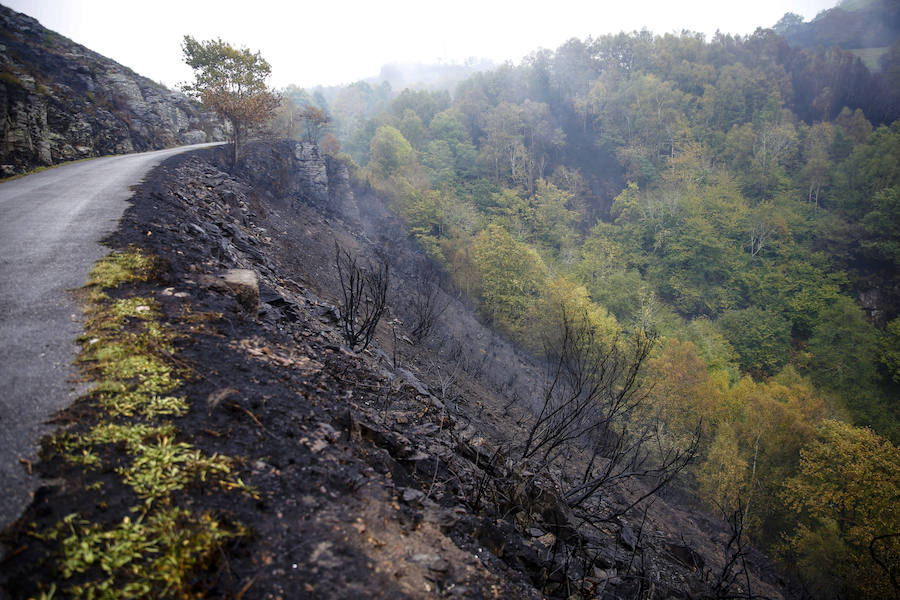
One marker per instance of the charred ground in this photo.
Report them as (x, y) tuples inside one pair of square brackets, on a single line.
[(377, 474)]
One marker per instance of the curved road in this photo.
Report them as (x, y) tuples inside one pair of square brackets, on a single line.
[(51, 224)]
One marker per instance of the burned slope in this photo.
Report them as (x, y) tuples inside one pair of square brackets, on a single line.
[(384, 473)]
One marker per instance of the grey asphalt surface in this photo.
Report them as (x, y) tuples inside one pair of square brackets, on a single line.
[(51, 224)]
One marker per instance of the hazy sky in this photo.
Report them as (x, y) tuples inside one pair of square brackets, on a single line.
[(311, 42)]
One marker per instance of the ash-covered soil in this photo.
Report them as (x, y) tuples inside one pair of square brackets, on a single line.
[(380, 474)]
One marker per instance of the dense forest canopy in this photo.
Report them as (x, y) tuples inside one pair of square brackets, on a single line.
[(739, 197)]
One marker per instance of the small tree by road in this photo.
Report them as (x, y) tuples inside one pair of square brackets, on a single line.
[(232, 82)]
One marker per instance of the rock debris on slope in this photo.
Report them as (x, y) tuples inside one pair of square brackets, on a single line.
[(376, 477)]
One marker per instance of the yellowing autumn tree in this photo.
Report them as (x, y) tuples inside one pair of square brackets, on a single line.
[(232, 82), (845, 495)]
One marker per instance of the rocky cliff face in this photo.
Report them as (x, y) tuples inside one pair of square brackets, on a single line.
[(291, 169), (60, 101)]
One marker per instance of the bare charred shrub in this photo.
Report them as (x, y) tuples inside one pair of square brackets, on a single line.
[(364, 297), (592, 389), (733, 579), (426, 304), (590, 385)]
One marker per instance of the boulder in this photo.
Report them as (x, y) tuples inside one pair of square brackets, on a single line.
[(245, 285)]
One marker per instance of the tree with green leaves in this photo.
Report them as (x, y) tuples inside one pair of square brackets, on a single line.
[(232, 82)]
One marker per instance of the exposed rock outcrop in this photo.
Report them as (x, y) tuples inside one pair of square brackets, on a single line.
[(299, 170), (60, 101)]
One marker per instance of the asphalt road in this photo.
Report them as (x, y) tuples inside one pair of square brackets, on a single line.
[(51, 224)]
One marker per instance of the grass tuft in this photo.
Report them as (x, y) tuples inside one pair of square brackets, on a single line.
[(158, 550)]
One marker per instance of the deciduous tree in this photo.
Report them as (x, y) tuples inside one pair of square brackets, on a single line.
[(232, 82)]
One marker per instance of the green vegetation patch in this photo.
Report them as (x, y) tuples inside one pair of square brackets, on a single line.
[(158, 549)]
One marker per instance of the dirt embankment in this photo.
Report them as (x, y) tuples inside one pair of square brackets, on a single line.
[(381, 474)]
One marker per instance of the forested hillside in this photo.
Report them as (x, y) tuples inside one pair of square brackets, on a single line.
[(737, 197)]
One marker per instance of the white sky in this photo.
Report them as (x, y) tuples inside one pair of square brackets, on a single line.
[(311, 42)]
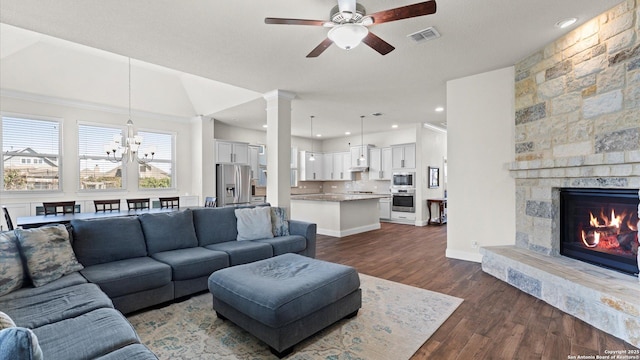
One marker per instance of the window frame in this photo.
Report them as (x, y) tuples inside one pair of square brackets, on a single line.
[(172, 162), (123, 164), (60, 123)]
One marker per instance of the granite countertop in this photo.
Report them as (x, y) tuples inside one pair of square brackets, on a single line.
[(338, 197)]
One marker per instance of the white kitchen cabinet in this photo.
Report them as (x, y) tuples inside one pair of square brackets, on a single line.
[(385, 208), (253, 161), (403, 156), (380, 164), (327, 167), (356, 152), (311, 170), (229, 152)]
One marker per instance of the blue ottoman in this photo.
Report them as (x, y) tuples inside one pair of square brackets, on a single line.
[(285, 299)]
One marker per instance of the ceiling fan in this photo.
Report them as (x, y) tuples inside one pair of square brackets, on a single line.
[(349, 22)]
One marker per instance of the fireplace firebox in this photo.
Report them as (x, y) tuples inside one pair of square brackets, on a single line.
[(600, 226)]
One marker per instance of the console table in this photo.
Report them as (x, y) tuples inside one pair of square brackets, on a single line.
[(442, 211)]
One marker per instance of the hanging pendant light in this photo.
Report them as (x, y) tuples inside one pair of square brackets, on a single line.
[(362, 158), (130, 146), (312, 157)]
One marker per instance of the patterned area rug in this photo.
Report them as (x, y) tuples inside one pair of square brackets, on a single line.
[(394, 321)]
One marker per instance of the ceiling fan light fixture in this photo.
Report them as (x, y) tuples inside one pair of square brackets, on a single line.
[(347, 36)]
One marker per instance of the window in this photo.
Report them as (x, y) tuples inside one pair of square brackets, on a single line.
[(158, 173), (97, 172), (30, 154)]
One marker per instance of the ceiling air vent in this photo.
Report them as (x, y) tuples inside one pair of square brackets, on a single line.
[(429, 33)]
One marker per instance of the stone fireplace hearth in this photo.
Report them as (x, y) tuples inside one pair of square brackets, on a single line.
[(577, 117)]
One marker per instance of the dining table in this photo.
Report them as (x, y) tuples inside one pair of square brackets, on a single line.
[(27, 222)]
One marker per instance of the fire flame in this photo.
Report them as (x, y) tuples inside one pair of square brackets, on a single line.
[(604, 230)]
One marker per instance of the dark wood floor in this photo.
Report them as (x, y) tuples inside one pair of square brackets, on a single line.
[(495, 321)]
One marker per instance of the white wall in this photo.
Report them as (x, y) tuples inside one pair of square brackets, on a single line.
[(71, 113), (481, 193)]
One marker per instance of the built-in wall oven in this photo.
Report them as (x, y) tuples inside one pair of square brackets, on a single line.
[(403, 200)]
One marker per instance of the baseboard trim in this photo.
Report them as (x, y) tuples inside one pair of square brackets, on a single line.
[(347, 232), (464, 255)]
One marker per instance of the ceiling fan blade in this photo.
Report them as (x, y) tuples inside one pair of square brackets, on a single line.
[(378, 44), (320, 48), (347, 8), (404, 12), (282, 21)]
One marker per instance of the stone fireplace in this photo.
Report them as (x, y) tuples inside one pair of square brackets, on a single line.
[(577, 127)]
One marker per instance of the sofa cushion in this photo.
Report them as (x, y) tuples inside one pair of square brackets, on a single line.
[(242, 252), (193, 262), (215, 225), (87, 336), (279, 221), (99, 241), (253, 223), (35, 311), (19, 343), (48, 253), (286, 244), (128, 276), (11, 268), (6, 321), (130, 352), (68, 280), (168, 231)]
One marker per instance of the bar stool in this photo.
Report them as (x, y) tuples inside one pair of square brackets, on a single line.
[(169, 202), (59, 207), (7, 218), (107, 205), (138, 204), (210, 201)]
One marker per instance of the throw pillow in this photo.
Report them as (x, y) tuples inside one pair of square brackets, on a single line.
[(279, 222), (254, 223), (11, 268), (48, 253), (5, 321), (19, 343)]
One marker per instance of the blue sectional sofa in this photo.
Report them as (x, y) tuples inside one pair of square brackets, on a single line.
[(130, 263)]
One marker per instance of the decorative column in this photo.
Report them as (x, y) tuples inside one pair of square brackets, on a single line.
[(279, 147)]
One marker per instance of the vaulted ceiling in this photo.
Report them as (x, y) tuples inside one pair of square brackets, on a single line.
[(217, 57)]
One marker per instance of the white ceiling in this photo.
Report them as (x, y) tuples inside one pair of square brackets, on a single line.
[(227, 41)]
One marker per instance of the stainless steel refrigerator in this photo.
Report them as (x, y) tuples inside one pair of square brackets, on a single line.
[(233, 184)]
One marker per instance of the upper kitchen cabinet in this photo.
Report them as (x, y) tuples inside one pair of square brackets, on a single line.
[(403, 156), (311, 170), (336, 166), (380, 164), (356, 153), (229, 152)]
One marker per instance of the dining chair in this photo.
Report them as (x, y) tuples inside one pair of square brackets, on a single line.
[(7, 218), (210, 201), (169, 202), (59, 207), (107, 205), (138, 204)]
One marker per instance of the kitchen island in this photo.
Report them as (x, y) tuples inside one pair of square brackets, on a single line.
[(338, 214)]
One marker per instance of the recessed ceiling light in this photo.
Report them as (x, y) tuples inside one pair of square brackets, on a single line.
[(564, 23)]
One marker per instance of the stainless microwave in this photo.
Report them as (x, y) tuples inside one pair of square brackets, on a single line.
[(403, 179)]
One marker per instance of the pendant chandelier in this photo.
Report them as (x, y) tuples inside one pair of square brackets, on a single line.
[(128, 149), (361, 159), (312, 157)]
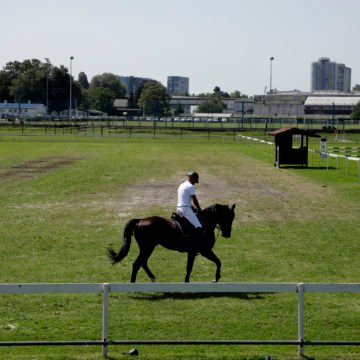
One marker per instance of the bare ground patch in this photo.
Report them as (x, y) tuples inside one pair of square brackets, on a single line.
[(271, 195), (32, 168)]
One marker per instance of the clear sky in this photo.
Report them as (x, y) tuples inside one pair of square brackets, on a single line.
[(226, 43)]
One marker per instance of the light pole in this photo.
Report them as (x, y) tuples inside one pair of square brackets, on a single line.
[(270, 103), (271, 60), (47, 85), (70, 105)]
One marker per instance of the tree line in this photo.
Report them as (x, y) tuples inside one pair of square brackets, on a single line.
[(42, 82)]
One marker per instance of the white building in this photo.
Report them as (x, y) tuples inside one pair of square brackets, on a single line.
[(177, 85), (21, 110)]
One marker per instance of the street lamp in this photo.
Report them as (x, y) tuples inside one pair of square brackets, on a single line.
[(270, 103), (271, 60), (47, 85), (70, 106)]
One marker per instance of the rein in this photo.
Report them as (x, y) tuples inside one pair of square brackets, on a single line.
[(218, 229)]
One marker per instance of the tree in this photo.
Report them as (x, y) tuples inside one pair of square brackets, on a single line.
[(101, 99), (154, 99), (355, 115), (109, 81), (37, 81)]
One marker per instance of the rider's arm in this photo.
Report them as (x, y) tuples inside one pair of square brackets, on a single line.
[(196, 202)]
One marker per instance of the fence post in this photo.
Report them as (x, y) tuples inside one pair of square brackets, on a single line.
[(106, 288), (301, 319)]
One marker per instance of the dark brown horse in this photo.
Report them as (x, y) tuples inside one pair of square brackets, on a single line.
[(152, 231)]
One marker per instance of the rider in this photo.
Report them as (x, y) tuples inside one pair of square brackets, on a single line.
[(186, 196)]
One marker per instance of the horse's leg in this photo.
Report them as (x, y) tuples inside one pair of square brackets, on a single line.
[(136, 267), (189, 265), (141, 261), (209, 254), (148, 271)]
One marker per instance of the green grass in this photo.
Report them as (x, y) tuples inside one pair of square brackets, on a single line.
[(292, 225)]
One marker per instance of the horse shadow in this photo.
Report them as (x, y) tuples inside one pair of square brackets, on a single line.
[(194, 296)]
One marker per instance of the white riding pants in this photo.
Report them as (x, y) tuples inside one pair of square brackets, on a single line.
[(187, 212)]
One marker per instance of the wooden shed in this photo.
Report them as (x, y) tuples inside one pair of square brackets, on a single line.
[(291, 146)]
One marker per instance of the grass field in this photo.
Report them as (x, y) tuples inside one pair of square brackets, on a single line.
[(65, 199)]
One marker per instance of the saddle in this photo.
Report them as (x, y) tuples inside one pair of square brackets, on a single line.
[(184, 225)]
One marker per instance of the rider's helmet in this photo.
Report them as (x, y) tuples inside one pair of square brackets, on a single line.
[(194, 175)]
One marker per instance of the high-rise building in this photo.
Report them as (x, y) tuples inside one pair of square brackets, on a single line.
[(178, 85), (328, 75), (133, 84)]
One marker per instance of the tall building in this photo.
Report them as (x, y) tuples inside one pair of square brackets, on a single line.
[(328, 75), (177, 85)]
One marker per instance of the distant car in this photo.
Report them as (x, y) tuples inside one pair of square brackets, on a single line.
[(329, 128)]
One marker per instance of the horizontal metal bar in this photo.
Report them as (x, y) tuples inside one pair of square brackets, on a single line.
[(176, 288), (329, 288), (204, 342), (179, 342), (49, 288), (330, 342), (50, 343), (204, 287)]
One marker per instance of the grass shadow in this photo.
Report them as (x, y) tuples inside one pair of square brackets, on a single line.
[(193, 296)]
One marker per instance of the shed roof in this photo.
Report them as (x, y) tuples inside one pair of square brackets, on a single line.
[(292, 131)]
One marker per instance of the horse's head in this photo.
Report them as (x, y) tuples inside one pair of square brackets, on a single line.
[(225, 217)]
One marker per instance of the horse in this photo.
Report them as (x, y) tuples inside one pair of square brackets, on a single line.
[(155, 230)]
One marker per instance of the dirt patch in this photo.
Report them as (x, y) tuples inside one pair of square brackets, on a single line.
[(271, 196), (32, 168)]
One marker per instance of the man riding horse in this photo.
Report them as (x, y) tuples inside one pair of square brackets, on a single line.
[(187, 197)]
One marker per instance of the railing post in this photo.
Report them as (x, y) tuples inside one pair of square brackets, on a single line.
[(106, 288), (301, 319)]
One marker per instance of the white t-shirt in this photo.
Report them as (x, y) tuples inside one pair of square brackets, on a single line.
[(185, 191)]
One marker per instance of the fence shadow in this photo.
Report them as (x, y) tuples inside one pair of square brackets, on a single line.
[(193, 296)]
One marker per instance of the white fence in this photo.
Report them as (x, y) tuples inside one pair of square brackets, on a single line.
[(106, 289)]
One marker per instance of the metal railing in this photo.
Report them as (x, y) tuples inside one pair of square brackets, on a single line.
[(107, 288)]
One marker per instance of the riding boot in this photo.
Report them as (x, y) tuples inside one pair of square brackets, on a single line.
[(196, 238)]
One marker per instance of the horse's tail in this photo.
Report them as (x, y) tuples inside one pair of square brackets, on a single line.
[(124, 250)]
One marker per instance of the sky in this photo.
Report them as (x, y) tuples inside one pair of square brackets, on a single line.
[(225, 43)]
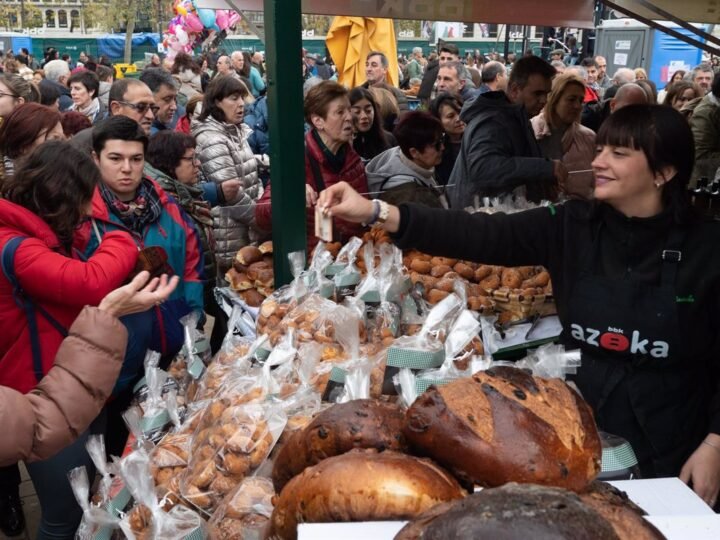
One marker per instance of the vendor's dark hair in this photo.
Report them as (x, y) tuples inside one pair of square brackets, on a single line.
[(375, 136), (118, 128), (166, 149), (55, 182), (417, 129), (664, 136), (88, 79), (218, 89)]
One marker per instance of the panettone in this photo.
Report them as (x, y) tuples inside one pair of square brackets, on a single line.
[(361, 485), (504, 425)]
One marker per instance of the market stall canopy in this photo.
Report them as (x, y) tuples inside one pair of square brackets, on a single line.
[(573, 13), (349, 41)]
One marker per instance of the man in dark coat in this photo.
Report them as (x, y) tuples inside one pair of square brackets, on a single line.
[(499, 152)]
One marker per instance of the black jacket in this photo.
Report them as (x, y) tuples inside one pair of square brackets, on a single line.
[(498, 154), (683, 398)]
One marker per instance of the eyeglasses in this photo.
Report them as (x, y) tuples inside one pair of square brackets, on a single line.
[(142, 108)]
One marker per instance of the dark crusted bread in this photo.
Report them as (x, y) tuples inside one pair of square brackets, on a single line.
[(361, 485), (513, 512), (362, 423), (624, 515), (504, 425)]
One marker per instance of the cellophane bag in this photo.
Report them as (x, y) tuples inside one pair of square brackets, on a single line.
[(245, 512), (284, 299), (148, 520), (227, 450)]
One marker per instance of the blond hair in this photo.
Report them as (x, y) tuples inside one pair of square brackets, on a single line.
[(560, 84)]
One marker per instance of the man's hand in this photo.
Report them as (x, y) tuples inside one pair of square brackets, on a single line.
[(139, 295)]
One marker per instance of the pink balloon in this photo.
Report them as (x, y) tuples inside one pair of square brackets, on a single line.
[(193, 23), (222, 19), (233, 19)]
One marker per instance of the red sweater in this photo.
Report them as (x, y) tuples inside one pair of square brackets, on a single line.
[(61, 284), (352, 172)]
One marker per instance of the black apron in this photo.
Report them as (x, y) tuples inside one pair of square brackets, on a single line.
[(635, 373)]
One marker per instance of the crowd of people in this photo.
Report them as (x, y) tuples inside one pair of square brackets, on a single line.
[(109, 186)]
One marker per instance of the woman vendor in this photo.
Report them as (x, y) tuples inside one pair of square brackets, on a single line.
[(637, 282)]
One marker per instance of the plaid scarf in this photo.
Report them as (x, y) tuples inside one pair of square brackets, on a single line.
[(143, 210)]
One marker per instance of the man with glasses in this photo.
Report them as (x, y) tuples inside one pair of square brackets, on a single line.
[(406, 173), (128, 97), (164, 90)]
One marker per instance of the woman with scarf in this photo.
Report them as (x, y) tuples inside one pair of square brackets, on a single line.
[(561, 136), (171, 161), (329, 159), (84, 89)]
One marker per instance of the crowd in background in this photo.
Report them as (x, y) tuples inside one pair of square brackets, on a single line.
[(172, 168)]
══════════════════════════════
### [What is required]
The line with "One marker per instance of the burned" marks the end: restate word for word every line from the top of the data through that one, omitting pictures.

### [Solution]
One marker per instance of the charred ground in this photo.
Report them as (x, y) tuples inside one pair of square brackets, on a single line.
[(377, 474)]
One marker per instance of the curved road in this photo.
Report them as (x, y) tuples inside one pair of square brackets, on a single line.
[(51, 224)]
One marker per instance of the burned slope in this photo.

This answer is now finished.